» DIRECTION A
Name every district that the Tirupathur district excerpt says borders Tirupathur district.

» PAGE EXCERPT
Start
Tirupathur district is one of the 38 districts in the southern Indian state of Tamil Nadu. The district was formed in 2019 by the division of Vellore district into three smaller districts. Its creation alongside Ranipet district was announced on 15 August 2019, and it was officially declared on 28 November 2019.' The town of Thiruppathur serves as the district headquarters.

== Geography ==
The district is bordered by Vellore district to the northeast, Krishnagiri district to the southwest, Thiruvannamalai district to the southeast, and the Chittoor district of Andhra Pradesh to the northwest. National Highway 48 passes through the district.
End
» DIRECTION B
Convert the records from the line with "bollard you see." up to and including the line with "347;378;361;415" into a JSON list of strings, one string per line.

» INPUT FOR THIS TASK
Start
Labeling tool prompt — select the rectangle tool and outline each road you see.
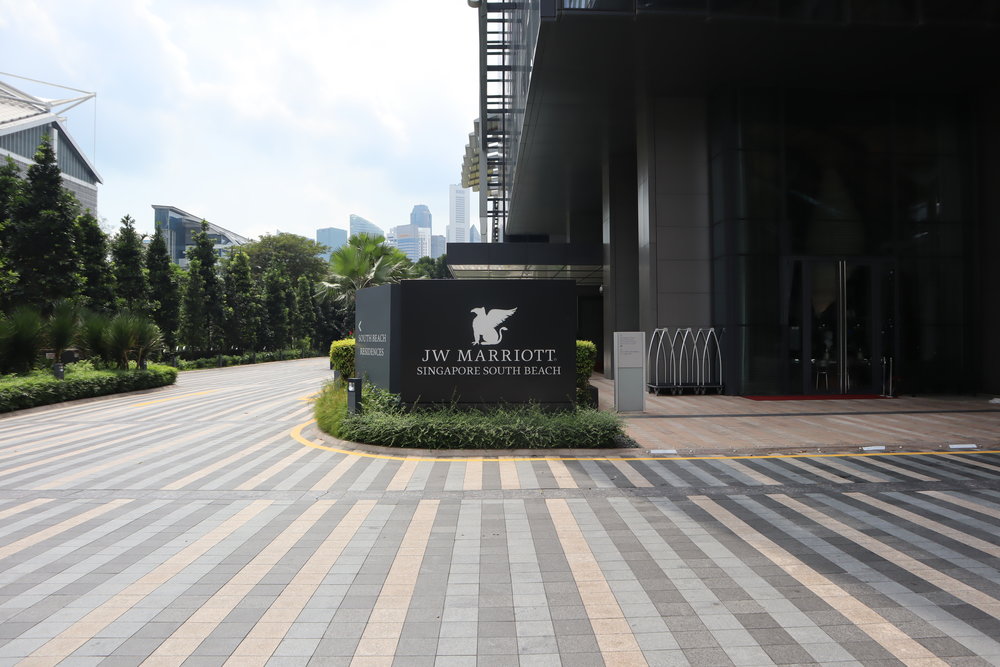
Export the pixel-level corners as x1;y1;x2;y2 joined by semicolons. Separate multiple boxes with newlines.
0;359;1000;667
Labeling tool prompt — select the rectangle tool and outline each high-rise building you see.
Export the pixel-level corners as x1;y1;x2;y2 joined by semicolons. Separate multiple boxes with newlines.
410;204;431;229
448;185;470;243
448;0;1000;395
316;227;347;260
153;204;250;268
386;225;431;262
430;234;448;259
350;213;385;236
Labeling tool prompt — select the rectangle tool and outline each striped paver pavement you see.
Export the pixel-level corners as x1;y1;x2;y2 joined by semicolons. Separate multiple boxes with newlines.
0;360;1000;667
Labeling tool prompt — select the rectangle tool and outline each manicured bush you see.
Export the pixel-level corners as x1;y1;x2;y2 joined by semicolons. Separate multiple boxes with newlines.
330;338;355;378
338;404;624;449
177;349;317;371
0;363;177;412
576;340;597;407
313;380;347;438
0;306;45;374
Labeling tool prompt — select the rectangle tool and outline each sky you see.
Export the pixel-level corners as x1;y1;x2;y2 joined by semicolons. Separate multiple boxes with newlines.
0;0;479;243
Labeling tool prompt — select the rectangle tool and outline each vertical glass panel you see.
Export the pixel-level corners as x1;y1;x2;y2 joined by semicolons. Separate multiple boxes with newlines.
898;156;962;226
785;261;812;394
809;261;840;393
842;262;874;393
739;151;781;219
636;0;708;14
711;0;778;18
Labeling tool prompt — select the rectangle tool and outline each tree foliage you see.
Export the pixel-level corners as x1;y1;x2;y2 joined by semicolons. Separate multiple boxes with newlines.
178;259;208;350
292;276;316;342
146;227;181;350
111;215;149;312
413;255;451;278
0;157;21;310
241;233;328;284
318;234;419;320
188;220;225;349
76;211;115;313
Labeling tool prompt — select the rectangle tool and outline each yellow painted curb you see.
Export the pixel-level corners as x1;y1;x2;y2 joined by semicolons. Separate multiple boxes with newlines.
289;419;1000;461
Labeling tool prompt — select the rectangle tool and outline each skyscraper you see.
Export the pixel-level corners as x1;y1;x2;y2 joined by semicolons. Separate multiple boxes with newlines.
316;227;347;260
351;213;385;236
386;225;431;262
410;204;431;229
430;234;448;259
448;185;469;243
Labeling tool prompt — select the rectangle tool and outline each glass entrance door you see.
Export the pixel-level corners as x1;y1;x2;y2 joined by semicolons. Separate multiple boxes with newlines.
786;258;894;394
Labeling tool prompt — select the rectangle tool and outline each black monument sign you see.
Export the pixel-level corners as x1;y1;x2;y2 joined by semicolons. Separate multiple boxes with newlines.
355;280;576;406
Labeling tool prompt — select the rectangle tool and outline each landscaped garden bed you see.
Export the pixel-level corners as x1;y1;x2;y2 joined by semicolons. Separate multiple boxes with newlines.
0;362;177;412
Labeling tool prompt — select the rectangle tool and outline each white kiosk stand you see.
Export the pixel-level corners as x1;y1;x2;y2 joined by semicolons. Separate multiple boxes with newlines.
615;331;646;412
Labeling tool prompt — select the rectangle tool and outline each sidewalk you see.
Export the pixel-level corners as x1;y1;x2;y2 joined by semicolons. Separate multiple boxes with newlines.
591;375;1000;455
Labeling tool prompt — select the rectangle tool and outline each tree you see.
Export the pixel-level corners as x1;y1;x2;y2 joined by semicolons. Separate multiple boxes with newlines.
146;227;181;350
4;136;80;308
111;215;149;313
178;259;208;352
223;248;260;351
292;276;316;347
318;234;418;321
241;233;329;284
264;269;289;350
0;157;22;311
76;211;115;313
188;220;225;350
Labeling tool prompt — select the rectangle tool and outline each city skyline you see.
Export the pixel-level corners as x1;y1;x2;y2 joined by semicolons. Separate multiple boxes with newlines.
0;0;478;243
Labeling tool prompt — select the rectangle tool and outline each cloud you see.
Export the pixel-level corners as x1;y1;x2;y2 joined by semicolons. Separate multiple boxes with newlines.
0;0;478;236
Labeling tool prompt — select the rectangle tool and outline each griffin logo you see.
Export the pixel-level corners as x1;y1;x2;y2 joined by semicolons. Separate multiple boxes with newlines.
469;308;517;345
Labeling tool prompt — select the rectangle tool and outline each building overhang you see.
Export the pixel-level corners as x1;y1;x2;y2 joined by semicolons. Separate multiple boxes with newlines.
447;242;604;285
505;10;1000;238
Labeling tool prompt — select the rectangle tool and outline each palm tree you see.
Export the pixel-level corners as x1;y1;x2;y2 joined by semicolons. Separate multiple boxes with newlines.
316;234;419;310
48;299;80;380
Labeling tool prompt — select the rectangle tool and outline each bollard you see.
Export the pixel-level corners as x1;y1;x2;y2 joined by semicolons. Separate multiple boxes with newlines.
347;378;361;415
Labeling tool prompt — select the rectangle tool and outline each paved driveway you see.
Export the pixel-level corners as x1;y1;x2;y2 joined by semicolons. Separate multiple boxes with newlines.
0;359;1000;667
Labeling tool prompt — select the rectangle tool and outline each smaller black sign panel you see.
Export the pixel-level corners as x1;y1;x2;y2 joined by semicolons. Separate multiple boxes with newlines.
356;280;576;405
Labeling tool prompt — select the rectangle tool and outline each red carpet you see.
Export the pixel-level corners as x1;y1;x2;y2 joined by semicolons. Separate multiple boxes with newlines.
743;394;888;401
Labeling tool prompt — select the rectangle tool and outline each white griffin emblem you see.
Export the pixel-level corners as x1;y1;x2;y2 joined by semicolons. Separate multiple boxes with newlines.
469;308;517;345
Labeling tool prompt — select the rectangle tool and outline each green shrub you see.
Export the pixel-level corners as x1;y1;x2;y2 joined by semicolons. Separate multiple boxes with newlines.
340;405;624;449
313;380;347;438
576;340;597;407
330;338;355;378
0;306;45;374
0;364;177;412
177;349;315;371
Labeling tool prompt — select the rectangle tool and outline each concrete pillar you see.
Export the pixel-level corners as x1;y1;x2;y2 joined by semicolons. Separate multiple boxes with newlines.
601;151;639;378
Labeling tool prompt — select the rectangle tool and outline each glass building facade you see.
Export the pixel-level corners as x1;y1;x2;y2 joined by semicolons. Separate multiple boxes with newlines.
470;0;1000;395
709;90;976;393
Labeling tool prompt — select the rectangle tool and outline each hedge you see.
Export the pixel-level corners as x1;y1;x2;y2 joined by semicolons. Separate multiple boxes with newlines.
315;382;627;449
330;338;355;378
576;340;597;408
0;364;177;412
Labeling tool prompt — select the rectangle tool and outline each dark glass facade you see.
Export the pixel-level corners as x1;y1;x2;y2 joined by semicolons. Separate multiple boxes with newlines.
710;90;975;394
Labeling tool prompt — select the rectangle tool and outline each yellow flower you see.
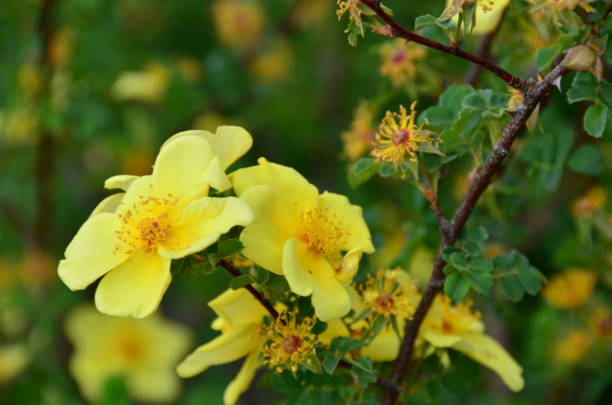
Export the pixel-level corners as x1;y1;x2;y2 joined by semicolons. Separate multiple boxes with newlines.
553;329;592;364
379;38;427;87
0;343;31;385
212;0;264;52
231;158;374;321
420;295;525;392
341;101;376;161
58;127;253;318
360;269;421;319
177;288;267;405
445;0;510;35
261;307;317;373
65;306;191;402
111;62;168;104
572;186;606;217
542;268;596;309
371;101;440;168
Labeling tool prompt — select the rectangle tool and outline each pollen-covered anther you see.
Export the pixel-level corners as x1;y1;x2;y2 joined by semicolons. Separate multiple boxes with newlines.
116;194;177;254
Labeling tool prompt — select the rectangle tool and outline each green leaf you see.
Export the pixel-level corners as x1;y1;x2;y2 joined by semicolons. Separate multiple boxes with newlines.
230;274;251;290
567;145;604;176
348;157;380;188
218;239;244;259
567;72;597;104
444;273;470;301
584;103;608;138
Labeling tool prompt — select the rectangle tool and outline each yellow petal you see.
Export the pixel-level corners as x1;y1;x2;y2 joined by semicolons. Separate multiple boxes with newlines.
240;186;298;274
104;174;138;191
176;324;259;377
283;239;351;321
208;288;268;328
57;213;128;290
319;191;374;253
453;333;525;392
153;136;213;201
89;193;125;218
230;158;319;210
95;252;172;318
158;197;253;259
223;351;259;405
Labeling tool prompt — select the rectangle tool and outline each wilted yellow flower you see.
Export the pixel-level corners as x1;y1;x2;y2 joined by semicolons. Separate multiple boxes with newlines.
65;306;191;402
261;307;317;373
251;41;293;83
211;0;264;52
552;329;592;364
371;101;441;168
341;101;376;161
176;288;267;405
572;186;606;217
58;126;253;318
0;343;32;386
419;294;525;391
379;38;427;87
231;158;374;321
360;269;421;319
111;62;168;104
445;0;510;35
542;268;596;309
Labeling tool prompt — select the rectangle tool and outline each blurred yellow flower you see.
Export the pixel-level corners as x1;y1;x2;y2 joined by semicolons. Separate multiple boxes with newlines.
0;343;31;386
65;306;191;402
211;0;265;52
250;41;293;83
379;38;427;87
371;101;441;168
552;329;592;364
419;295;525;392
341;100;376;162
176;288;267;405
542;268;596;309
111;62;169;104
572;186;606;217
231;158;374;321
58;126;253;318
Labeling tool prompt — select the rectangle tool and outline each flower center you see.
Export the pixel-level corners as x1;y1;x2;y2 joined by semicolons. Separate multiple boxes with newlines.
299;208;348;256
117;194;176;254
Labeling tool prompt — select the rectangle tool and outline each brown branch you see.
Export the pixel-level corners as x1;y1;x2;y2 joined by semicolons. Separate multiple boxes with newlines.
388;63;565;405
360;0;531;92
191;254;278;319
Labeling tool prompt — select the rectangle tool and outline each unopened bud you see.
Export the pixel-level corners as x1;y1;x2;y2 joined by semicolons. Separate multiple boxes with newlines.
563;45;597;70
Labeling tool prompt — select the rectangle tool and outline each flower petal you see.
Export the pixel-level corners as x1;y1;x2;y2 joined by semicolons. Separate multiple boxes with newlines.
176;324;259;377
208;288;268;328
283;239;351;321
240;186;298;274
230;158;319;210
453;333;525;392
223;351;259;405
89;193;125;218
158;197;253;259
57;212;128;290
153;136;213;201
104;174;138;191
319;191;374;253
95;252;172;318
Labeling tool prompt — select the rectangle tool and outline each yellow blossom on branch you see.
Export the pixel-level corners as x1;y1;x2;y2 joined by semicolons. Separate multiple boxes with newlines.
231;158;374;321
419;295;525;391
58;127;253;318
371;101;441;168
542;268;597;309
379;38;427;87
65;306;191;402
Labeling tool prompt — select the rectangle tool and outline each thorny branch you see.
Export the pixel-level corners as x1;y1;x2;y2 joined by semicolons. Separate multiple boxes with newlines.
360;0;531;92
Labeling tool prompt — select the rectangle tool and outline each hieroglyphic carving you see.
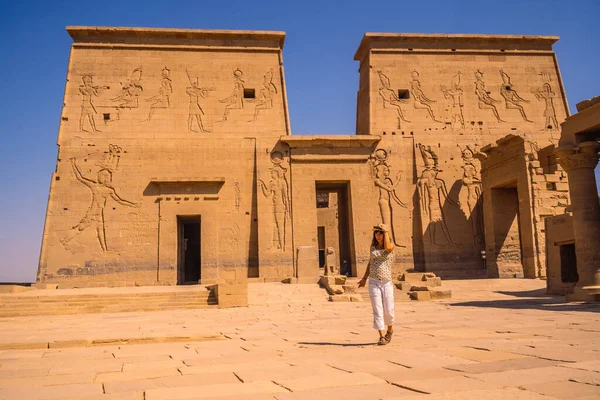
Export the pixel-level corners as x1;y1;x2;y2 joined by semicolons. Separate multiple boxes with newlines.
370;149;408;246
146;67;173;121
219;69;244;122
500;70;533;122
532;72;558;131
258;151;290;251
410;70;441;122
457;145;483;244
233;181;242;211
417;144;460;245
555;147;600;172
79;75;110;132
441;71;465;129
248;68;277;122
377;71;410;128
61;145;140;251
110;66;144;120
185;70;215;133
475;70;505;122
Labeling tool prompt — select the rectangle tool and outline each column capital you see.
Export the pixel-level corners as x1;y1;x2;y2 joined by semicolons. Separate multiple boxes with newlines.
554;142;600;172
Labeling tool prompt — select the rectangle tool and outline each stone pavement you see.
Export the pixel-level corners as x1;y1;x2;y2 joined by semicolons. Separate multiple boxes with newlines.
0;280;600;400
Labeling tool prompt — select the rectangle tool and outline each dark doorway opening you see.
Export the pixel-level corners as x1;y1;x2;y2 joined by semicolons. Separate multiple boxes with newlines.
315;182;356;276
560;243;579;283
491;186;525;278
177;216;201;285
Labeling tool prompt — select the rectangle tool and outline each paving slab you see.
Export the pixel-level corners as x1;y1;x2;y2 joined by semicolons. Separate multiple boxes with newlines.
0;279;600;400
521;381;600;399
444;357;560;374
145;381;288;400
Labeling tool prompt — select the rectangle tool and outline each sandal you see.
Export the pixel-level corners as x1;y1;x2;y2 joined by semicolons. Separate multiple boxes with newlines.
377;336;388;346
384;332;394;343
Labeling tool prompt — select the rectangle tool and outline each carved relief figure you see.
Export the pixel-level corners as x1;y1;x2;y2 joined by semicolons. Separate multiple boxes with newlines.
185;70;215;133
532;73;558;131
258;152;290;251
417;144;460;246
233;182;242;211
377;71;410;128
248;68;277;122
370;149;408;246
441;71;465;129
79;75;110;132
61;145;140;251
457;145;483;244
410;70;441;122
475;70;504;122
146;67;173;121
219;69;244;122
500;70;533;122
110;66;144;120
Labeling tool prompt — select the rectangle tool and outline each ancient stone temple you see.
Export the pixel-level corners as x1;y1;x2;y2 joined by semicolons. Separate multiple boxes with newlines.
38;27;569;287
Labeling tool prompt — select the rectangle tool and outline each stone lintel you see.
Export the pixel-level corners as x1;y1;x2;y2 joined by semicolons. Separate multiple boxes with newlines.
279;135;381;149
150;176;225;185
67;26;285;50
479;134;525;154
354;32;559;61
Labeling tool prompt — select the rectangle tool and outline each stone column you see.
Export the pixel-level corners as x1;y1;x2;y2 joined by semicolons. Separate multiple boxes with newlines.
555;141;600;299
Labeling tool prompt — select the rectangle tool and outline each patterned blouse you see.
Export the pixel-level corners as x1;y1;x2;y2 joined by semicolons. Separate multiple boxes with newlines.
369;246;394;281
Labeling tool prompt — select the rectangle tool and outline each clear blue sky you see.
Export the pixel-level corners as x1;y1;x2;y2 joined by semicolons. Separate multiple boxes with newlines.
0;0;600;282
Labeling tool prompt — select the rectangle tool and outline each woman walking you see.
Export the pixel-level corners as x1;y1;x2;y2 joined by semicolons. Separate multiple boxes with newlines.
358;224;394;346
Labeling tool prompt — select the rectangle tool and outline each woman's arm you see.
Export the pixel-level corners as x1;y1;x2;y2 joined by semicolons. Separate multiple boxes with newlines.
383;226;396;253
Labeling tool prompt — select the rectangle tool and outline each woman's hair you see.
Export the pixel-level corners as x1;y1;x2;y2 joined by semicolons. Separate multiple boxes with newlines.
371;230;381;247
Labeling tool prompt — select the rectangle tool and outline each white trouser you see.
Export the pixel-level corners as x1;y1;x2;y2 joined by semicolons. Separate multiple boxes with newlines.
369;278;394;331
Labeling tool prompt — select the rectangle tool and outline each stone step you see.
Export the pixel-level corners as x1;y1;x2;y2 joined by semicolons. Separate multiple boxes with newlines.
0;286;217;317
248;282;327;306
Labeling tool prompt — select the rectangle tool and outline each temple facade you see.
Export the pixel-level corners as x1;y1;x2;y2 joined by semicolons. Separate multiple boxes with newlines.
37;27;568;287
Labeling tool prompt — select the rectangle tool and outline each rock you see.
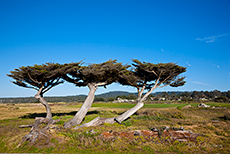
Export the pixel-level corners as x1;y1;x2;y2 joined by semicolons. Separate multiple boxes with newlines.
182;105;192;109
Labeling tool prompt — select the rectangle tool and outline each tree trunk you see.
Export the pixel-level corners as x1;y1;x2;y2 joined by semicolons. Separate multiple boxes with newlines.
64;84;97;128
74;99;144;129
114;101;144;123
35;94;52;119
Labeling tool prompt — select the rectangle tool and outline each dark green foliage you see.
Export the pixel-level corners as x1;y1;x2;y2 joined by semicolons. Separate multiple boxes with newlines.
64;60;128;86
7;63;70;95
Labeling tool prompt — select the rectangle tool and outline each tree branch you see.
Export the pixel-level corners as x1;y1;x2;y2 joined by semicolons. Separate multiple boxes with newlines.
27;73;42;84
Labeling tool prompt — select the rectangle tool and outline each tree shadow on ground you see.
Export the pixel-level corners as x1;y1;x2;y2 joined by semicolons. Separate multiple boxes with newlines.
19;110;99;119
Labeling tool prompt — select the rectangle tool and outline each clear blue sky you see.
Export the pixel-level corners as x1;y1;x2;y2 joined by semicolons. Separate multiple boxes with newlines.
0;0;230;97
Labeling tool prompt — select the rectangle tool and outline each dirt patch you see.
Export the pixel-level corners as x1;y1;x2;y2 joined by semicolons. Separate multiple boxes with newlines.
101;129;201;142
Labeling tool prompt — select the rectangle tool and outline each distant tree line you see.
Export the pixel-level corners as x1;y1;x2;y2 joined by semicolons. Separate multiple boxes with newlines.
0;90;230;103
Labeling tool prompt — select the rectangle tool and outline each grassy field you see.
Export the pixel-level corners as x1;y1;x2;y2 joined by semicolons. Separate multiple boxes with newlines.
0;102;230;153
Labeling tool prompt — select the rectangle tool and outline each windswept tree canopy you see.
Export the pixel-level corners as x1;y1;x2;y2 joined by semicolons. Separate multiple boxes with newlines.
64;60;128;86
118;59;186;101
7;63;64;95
End
» RIGHT ANSWER A
Vellore district
Krishnagiri district
Thiruvannamalai district
Chittoor district

» RIGHT ANSWER B
[
  "Labeling tool prompt — select the rectangle tool and outline each bollard you see.",
  "Export the pixel-level corners as x1;y1;x2;y2 joined by semicolons. Separate multiple boxes with newlines.",
  "347;378;361;415"
]